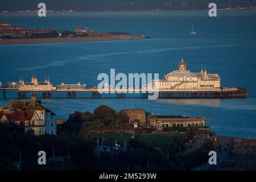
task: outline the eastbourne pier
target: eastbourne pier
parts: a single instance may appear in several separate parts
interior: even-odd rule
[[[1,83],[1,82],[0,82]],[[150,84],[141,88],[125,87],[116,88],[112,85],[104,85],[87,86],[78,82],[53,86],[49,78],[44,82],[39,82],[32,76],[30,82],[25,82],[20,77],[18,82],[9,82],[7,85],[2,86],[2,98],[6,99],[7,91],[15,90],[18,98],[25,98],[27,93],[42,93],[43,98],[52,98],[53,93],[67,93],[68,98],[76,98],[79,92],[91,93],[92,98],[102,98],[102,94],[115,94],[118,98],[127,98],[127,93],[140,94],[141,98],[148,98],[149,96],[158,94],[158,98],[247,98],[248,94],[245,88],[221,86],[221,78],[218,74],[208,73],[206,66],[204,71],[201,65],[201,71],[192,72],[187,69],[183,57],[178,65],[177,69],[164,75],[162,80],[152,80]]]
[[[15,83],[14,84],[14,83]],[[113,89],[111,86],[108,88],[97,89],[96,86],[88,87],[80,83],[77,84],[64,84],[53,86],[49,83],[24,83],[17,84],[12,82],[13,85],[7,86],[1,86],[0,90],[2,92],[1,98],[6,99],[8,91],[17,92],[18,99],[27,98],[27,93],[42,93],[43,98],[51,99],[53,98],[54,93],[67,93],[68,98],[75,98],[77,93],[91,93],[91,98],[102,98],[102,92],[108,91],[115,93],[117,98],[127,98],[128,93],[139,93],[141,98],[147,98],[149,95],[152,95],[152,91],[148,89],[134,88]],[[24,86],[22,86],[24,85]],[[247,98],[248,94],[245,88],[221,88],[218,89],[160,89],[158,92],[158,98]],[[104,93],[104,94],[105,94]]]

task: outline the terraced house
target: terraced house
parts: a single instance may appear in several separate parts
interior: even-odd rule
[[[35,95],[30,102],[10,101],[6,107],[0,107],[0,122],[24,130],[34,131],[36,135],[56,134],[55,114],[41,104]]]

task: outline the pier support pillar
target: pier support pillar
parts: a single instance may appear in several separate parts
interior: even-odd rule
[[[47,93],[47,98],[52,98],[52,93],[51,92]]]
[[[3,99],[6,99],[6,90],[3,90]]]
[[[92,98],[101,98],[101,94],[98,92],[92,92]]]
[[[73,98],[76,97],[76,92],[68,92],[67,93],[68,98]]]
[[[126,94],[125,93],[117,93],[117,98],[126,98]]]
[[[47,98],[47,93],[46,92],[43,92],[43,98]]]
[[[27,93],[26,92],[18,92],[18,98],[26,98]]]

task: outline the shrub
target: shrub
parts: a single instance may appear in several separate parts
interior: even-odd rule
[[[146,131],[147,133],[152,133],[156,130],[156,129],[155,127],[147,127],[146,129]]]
______
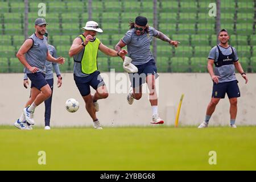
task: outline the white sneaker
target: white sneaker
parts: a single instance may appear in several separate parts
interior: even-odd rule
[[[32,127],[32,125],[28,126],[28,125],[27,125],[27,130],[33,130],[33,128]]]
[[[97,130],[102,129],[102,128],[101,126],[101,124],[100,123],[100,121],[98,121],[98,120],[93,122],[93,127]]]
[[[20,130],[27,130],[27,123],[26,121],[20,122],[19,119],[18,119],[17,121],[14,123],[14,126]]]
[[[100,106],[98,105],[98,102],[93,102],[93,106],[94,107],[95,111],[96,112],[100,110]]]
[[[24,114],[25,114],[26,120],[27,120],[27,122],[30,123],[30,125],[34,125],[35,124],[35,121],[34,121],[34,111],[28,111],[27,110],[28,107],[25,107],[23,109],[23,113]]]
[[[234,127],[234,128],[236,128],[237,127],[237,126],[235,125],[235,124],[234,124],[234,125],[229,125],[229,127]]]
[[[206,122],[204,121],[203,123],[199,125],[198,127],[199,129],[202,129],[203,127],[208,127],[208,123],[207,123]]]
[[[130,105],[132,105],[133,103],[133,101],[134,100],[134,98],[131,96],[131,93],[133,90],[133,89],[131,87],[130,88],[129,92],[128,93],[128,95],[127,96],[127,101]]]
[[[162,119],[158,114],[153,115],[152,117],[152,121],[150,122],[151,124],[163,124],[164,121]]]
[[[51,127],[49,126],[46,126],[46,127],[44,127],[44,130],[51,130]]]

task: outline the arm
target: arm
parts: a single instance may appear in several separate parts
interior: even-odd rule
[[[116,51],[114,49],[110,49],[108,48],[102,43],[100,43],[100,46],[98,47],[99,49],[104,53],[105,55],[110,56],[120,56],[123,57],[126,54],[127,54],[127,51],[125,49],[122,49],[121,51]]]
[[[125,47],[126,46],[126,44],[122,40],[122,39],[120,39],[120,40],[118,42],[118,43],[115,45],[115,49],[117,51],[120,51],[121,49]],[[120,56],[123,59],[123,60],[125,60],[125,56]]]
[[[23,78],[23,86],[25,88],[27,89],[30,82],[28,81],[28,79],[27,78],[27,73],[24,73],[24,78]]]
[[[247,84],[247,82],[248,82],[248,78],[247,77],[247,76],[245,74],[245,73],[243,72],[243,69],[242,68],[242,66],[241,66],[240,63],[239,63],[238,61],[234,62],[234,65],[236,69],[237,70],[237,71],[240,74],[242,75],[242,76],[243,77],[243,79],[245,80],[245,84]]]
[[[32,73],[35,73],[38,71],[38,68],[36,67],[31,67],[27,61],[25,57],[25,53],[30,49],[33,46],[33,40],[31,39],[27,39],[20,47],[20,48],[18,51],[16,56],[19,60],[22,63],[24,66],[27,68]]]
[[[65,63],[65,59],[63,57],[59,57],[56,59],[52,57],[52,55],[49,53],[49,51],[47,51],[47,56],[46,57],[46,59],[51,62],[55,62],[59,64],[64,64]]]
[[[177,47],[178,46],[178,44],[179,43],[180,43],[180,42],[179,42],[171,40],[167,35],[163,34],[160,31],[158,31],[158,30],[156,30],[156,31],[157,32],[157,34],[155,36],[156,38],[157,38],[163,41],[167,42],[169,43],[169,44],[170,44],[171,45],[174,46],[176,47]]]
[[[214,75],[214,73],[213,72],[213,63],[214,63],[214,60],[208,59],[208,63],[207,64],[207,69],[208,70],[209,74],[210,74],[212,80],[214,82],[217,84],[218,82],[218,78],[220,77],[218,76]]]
______
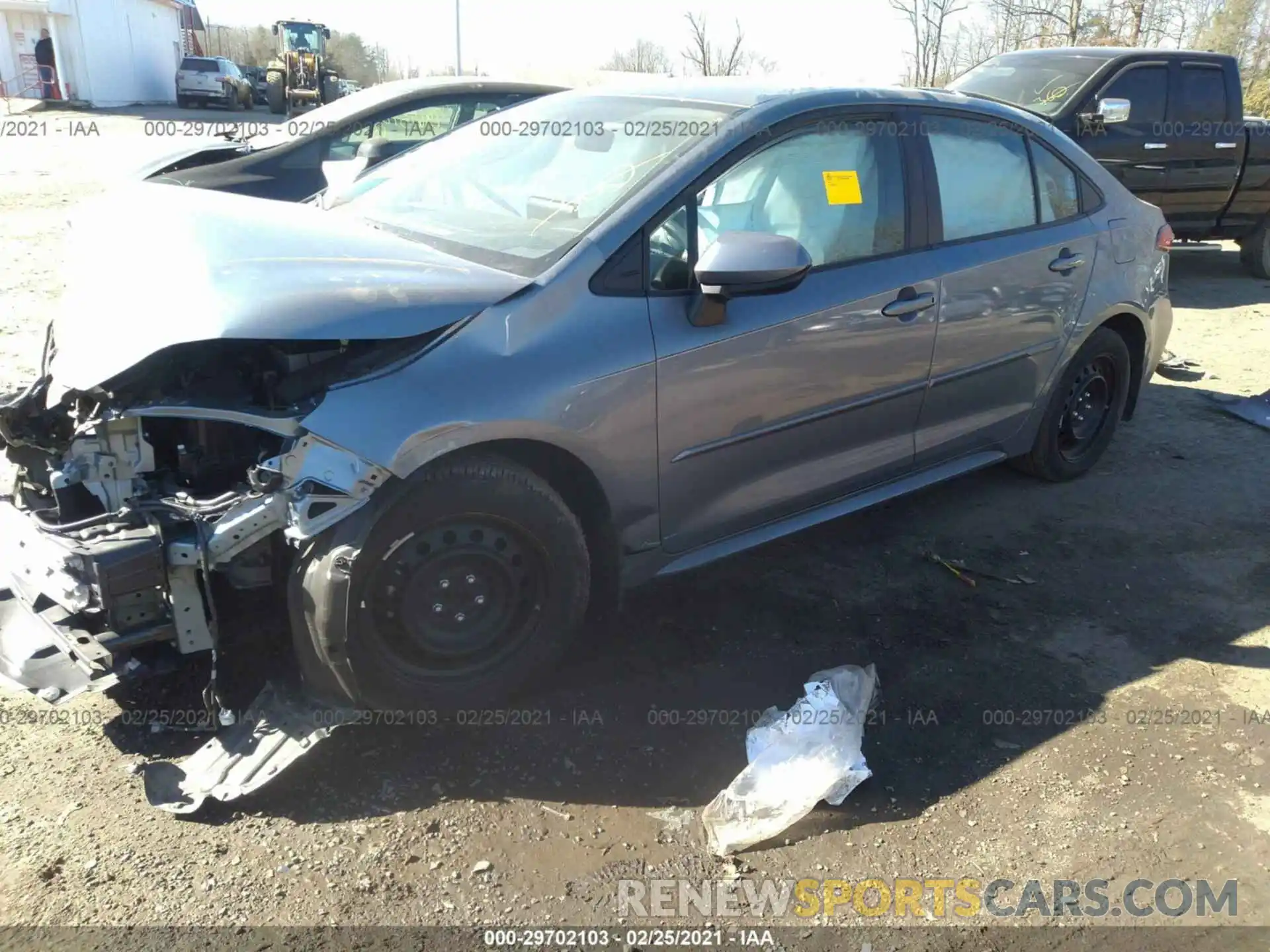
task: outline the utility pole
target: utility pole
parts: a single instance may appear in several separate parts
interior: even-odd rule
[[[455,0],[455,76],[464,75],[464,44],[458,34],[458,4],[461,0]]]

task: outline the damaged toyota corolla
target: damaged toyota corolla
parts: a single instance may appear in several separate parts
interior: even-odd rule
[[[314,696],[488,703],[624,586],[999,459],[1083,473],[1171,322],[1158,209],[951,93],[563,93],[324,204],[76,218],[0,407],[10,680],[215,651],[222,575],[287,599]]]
______
● WHAT NEEDS TO BE DONE:
Give the entries again, starting with the line that contains "task: outline the terraced house" and going on through the line that contains "[[[27,93],[26,92],[18,92],[18,98],[26,98]]]", with "terraced house" swapped for "row house" and everything else unchanged. Return only those lines.

● TASK RESULT:
task: outline the row house
target: row house
parts: a single instance may appear in several separate parts
interior: even-odd rule
[[[35,95],[30,102],[10,101],[6,107],[0,107],[0,122],[24,130],[34,131],[36,135],[56,134],[55,114],[41,104]]]

task: outline the pier support pillar
target: pier support pillar
parts: a single instance may appear in several separate parts
interior: even-odd rule
[[[47,93],[47,98],[52,98],[52,93],[51,92]]]
[[[3,99],[6,99],[6,90],[3,90]]]
[[[92,98],[101,98],[101,94],[98,92],[92,92]]]
[[[73,98],[76,97],[76,92],[68,92],[67,93],[68,98]]]
[[[126,94],[125,93],[117,93],[117,98],[126,98]]]
[[[47,98],[47,93],[46,92],[43,92],[43,98]]]
[[[27,93],[26,92],[18,92],[18,98],[26,98]]]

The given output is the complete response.